◆ Material provided ◆

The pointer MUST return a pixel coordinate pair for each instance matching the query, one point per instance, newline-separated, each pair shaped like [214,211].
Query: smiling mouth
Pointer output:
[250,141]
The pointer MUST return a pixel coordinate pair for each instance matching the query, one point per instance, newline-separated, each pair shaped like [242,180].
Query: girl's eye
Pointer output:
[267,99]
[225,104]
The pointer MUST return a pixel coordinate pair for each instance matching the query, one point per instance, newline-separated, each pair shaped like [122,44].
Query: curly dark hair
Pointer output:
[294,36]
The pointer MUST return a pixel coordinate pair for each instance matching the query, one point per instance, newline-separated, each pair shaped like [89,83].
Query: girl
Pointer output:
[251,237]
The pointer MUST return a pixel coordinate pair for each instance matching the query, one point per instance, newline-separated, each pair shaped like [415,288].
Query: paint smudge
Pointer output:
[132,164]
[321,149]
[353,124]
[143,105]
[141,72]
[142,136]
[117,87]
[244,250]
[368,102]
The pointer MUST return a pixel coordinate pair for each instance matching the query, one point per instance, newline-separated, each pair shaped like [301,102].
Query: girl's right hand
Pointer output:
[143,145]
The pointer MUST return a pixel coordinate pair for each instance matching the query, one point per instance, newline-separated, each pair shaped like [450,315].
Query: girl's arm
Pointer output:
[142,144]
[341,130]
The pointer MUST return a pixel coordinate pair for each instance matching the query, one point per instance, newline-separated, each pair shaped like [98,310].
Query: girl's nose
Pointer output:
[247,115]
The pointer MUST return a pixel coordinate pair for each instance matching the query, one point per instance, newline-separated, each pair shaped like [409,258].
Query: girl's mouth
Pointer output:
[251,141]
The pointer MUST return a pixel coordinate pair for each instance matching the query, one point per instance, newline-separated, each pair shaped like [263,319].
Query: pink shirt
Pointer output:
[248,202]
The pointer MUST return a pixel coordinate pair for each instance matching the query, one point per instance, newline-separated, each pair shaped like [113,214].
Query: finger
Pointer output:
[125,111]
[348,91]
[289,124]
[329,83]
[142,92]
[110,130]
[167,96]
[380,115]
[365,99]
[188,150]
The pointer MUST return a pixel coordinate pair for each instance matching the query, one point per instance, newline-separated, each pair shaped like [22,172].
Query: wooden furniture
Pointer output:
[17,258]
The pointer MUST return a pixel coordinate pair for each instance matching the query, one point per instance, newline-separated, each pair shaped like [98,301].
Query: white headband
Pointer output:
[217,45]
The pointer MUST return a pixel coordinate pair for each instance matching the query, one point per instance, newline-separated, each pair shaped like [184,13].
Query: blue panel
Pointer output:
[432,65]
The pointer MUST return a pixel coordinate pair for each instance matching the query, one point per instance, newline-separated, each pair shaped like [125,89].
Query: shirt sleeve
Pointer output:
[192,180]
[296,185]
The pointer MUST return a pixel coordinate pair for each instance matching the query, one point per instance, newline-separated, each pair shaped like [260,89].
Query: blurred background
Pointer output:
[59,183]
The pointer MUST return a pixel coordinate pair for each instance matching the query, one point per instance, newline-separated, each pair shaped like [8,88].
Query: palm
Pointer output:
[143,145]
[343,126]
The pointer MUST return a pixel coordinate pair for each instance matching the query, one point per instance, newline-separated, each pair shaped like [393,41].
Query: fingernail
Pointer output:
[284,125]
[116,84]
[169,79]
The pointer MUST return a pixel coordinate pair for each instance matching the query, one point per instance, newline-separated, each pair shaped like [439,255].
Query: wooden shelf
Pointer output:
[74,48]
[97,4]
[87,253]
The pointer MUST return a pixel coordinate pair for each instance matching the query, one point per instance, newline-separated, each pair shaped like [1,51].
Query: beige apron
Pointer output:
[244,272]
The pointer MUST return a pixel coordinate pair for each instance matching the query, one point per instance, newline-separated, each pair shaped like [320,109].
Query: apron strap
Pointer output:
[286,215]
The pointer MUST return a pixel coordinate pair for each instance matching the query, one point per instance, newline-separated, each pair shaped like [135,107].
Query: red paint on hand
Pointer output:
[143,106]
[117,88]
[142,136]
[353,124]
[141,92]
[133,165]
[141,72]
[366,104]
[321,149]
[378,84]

◆ Work task ◆
Please transcribe the records in full, keeping every word as it is.

◆ Your response ◆
The pointer MUST return a pixel coordinate pair for each instance matching the query, one point per instance, newline-separated, each pair shaped like [214,211].
Query: smiling mouth
Pointer output:
[250,141]
The pointer MUST return a pixel coordinate pair for each instance matching the query, one point per instance, newline-separated, each pair shaped like [242,180].
Query: girl's eye
Pointer output:
[267,99]
[225,104]
The pointer MUST return a pixel coordinate pair for each instance matching the query, one point per instance, newline-separated, each pair shaped like [122,44].
Query: curly dark hair
Pointer output:
[294,36]
The pointer MUST return a pixel coordinate pair for each instance matching the query, one point per instance, newline-separated, each pair shaped like [89,83].
Query: girl
Pointer output:
[251,237]
The pointer MUST return a pixel coordinate pair for each instance matching the query, one point per instance, newline-separated, each pair shaped like [415,288].
Query: paint smudge
Pointer output:
[132,164]
[321,149]
[353,124]
[143,105]
[141,72]
[142,136]
[117,87]
[244,250]
[368,102]
The pointer MUST return a pixel coordinate pair for each instance matching the query, one point per instance, newline-separated, each pair shaped like [301,102].
Query: girl's right hand
Pointer output:
[143,145]
The pointer MUST return a pixel coordinate pair for each instance matching the query, one point per instance, newline-separated, each pair shaped like [450,315].
Query: girl's arm
Pointer output:
[142,144]
[341,130]
The pointer MUST return a pixel coordinate pair for each instance matching the query, one point per instance, newline-separated, each pair shaped like [98,310].
Query: girl's nose
Pointer output:
[247,115]
The pointer MUST return a pixel coordinate pair for each instance matching the query, one point per instance, newline-separated, each pair shaped like [409,258].
Query: girl's mouth
Pointer output:
[251,141]
The pointer MUST return a pixel coordinate pair for each instance matching the query, one point per instance, newline-separated, each pair shaped like [263,319].
Query: pink shirt
Pointer output:
[248,202]
The pointer MUST return a pixel coordinate pair for each instance matching the query, one point per instance, newline-separated, each pair shaped like [113,214].
Query: finger
Pointer output:
[125,111]
[348,91]
[289,124]
[329,83]
[142,92]
[110,130]
[167,96]
[380,115]
[365,99]
[188,150]
The pointer MUST return a pixel coordinate pair for each instance matching the query, one point per instance, newline-separated, each pair shaped like [22,172].
Query: wooden furniture
Pointer output:
[17,258]
The pointer MUST return a pixel coordinate pair for each instance matching the query, one point per instance, newline-separated, each pair shaped like [98,301].
Query: white headband
Pointer output:
[217,45]
The pointer MUST return a pixel coordinate pair for each instance matching the query, one point per instance, newline-separated, each pair shaped like [184,13].
Query: blue panel
Pointer output:
[432,65]
The pointer MUST return a pixel coordinate pair for each instance matching the query, one point per instance, newline-separated, each pair shaped like [125,89].
Query: shirt sleeve
Pointer output:
[192,180]
[296,185]
The pointer MUST return a pixel coordinate pair for each instance matching the query, one point per instance, newline-separated, each pair shaped like [260,89].
Query: blurred background
Pointer output:
[59,183]
The pointer MUST return a pixel coordinate pair for each instance matching the query, one point per instance, newline-separated, each pair shaped like [8,88].
Query: palm
Pointer output:
[143,145]
[343,126]
The pointer MUST return a pixel coordinate pair for each instance matching the query, one point per instance, newline-separated, each pair shaped like [393,41].
Query: fingernail
Pointer output:
[284,125]
[116,84]
[169,79]
The pointer MUST return a pixel coordinate pair for each instance matching the query, one point per instance, newline-separated, each pair shaped like [439,255].
Query: wooden shelf
Pointer output:
[74,48]
[97,4]
[87,253]
The pointer MUST return a pixel coordinate pair for each instance matching the query, one point per instance, newline-separated, each pair shaped like [1,51].
Query: beige apron
Pointer output:
[244,272]
The pointer MUST return a pixel coordinate pair for each instance matching the query, one point per instance, newline-separated, each pair shaped like [320,109].
Query: apron strap
Pointer output:
[286,215]
The pointer MUST return a pixel coordinate pair for each instance matching the query, one point per instance, newline-separated, each pair shaped like [135,107].
Query: red paint on hand
Pointer output:
[143,106]
[117,88]
[142,136]
[353,124]
[141,92]
[133,165]
[141,72]
[366,104]
[321,149]
[378,84]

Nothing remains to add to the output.